## Problem to solve
Read through the listing, and wherever a line holds the word "loose", return it.

## The data
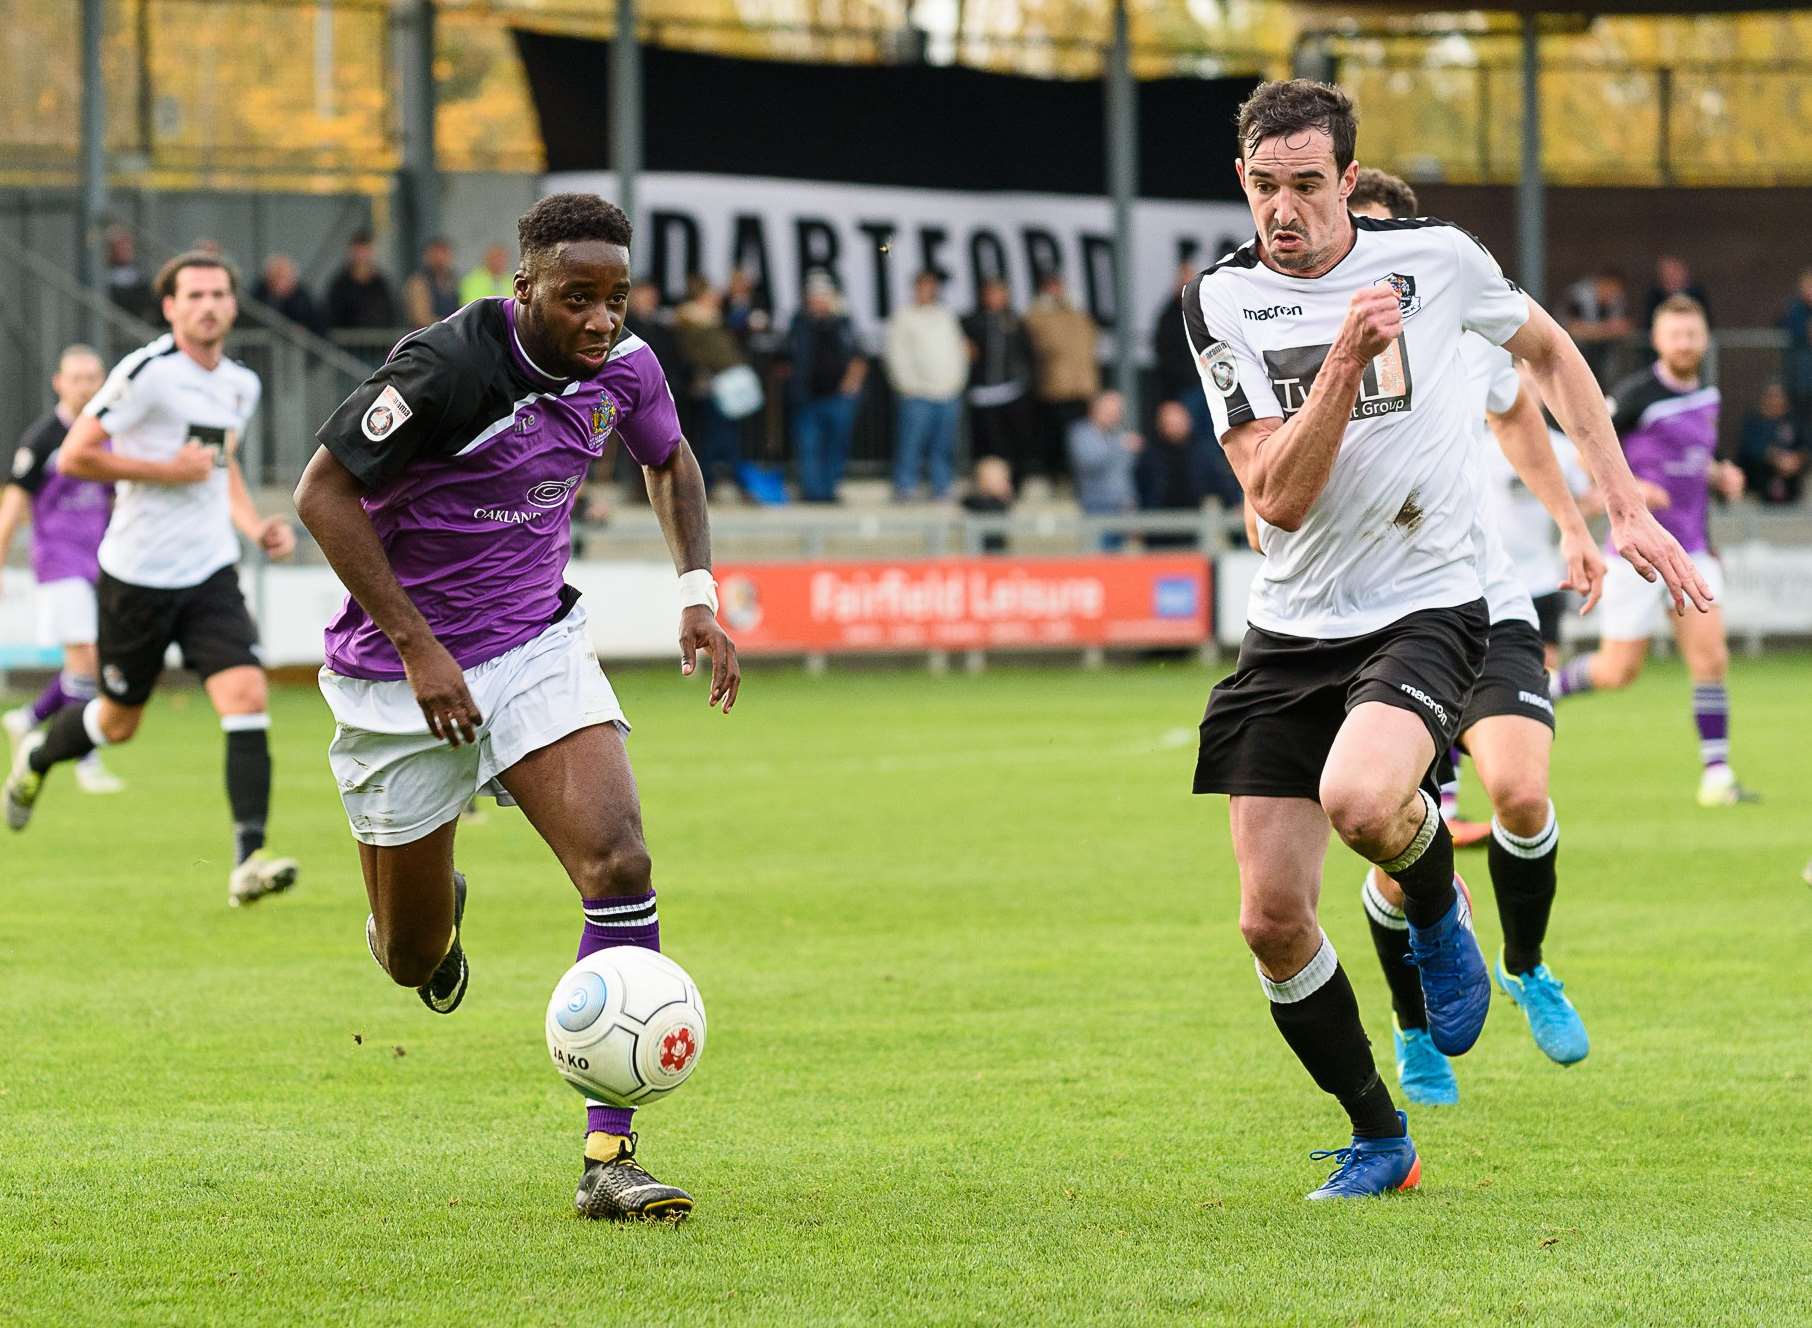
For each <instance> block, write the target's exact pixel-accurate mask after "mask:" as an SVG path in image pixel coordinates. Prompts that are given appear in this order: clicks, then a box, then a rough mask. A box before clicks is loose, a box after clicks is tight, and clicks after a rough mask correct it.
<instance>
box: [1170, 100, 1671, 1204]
* * *
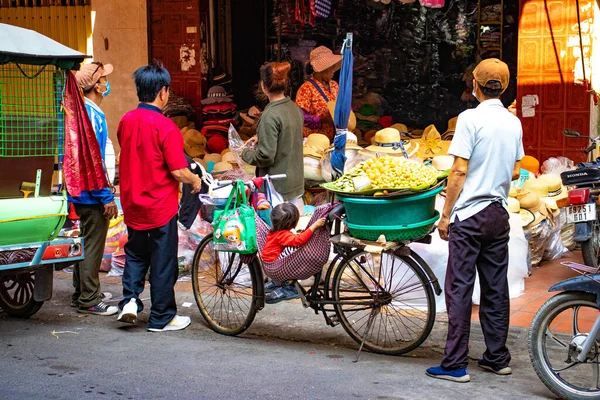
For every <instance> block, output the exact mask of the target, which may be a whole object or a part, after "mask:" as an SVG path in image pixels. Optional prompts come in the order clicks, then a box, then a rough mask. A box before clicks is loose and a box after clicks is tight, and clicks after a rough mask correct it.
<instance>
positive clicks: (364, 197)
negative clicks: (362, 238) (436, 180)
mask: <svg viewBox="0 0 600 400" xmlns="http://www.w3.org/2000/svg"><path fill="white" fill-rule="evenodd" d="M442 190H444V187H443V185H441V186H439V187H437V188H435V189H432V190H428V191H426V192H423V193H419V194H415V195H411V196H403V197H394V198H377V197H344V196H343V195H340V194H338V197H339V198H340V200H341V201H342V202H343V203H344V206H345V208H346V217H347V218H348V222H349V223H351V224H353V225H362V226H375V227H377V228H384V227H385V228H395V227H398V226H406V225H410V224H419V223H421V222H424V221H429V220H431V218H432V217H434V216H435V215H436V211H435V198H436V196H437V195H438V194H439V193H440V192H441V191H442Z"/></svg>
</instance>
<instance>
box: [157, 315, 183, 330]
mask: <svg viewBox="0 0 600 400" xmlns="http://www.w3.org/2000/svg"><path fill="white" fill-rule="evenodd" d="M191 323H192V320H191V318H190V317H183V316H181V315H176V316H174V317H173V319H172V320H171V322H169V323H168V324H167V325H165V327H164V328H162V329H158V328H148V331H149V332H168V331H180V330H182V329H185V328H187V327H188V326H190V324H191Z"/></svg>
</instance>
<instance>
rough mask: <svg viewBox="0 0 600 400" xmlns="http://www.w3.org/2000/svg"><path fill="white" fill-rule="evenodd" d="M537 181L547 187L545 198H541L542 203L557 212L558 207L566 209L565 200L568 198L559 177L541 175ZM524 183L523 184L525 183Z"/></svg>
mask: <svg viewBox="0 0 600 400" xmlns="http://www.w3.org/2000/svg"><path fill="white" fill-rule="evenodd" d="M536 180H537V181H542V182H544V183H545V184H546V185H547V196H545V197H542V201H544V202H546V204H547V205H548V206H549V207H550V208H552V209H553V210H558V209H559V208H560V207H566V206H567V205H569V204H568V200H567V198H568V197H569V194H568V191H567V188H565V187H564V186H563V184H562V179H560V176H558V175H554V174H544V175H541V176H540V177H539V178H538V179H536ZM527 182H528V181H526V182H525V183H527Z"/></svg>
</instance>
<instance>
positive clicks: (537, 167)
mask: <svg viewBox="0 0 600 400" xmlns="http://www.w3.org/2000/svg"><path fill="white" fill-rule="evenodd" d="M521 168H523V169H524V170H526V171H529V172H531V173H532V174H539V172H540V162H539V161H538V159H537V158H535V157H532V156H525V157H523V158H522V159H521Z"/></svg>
...
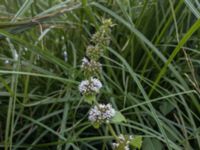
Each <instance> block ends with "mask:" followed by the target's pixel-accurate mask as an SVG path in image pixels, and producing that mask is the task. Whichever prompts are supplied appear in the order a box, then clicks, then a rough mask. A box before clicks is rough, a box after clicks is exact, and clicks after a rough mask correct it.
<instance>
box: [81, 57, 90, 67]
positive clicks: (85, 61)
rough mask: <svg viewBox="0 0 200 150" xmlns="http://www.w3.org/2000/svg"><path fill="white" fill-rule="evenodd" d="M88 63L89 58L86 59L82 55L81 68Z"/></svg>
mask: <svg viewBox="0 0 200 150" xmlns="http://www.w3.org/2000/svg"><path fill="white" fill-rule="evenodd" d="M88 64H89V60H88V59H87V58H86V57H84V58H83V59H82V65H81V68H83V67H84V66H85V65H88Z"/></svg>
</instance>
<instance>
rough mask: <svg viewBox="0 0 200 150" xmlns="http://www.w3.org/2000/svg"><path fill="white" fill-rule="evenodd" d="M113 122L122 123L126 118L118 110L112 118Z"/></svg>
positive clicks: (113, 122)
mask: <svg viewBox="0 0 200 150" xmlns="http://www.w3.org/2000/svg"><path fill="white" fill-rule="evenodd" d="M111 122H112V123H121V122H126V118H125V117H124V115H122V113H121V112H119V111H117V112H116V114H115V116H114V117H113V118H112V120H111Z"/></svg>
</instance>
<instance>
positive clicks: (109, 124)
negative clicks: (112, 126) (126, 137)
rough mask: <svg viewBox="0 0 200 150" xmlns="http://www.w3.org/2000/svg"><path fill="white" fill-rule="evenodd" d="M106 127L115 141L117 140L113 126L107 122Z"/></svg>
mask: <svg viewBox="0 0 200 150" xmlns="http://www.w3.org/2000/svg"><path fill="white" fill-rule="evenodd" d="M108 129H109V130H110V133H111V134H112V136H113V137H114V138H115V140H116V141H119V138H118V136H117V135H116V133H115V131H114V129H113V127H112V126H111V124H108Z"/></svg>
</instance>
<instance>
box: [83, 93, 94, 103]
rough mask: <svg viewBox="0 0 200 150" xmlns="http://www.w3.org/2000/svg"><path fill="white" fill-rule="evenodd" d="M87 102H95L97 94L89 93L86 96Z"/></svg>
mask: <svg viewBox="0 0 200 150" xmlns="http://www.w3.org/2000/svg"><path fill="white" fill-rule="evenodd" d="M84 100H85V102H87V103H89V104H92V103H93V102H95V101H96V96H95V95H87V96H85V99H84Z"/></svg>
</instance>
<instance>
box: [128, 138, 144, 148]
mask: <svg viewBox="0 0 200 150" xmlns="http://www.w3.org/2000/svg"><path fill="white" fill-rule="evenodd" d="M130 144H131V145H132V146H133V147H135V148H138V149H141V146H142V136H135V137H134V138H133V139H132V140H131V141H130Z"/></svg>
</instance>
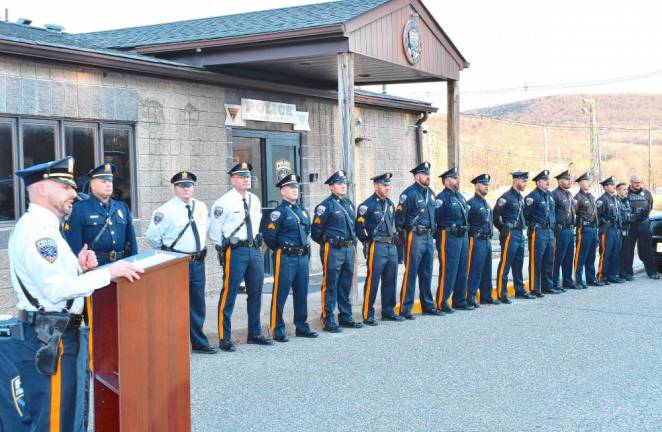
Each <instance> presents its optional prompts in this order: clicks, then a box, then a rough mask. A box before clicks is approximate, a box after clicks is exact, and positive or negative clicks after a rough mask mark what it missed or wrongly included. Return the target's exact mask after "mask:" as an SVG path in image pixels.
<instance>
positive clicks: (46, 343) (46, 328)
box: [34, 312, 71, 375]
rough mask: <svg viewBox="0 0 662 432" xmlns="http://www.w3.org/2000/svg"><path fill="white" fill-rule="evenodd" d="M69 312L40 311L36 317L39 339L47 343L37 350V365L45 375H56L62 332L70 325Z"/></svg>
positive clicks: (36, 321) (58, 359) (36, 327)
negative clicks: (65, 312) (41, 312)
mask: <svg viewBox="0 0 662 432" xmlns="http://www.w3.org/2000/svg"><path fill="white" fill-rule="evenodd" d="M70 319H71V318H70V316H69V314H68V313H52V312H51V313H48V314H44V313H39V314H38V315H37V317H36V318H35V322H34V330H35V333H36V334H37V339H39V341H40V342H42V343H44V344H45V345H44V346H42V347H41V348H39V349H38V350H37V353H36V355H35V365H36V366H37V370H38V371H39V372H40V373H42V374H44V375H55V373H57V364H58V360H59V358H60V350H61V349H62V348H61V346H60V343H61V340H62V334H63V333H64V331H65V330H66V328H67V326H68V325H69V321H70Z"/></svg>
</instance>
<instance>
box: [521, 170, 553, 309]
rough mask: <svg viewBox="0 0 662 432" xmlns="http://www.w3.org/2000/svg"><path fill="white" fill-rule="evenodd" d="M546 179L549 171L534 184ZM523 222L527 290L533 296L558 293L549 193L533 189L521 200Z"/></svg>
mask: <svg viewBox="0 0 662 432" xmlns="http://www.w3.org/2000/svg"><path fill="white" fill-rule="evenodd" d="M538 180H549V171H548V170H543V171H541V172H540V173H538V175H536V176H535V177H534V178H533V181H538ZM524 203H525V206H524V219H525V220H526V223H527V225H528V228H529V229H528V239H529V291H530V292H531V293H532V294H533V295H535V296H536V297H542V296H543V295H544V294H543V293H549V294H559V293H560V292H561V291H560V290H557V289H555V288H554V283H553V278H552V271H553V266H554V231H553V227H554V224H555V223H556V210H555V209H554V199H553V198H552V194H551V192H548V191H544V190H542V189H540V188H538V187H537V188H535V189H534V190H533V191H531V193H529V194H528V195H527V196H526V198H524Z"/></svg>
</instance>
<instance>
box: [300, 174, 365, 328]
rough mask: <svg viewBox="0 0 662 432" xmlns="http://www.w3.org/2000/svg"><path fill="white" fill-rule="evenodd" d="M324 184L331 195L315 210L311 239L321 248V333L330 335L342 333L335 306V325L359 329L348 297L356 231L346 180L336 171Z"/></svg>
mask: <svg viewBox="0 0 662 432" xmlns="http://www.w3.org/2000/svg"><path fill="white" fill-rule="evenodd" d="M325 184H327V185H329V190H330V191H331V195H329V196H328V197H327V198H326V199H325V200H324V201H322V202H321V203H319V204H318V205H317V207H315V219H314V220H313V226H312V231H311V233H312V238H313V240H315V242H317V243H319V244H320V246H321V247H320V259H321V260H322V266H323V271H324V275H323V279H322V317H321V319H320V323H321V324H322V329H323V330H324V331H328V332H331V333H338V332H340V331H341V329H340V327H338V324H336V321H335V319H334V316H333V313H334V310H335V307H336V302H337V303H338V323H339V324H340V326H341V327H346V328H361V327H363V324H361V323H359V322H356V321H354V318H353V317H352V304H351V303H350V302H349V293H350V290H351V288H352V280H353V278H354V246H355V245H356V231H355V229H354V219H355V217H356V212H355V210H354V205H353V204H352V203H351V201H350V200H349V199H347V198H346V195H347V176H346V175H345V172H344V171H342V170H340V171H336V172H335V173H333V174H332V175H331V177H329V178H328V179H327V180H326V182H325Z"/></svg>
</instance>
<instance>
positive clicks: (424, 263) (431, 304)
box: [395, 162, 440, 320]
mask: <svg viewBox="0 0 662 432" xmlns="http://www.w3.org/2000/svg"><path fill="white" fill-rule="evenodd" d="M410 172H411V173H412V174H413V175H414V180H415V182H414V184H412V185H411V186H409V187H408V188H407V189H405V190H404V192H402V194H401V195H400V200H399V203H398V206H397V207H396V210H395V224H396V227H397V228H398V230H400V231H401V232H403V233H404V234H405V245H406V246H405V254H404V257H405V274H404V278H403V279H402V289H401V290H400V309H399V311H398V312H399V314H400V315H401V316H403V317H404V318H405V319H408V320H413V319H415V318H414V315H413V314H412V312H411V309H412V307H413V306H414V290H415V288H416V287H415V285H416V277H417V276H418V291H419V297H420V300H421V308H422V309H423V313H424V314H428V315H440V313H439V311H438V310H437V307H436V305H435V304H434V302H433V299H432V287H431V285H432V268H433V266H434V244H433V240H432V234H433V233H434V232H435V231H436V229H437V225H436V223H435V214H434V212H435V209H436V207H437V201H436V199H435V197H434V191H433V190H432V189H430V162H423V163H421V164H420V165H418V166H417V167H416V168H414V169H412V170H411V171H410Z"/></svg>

## Task response
For each <instance> block, write the target's exact pixel-accurate mask after "mask:" as an SVG path in image pixel coordinates. Prompts that are given appear in this order: clicks, then a box, then a rough mask. A box before clicks is loose, a box after clicks is tight, and clicks after a rough mask correct it.
For every <instance> block, output the exact mask of the target, which may be a whole object or a part, after "mask:" as an SVG path in image pixels. Optional prompts come in the order clicks, then a box, then a rough mask. A box before clicks is loose and a box after clicks is tight, and clicks after a rough mask correct it.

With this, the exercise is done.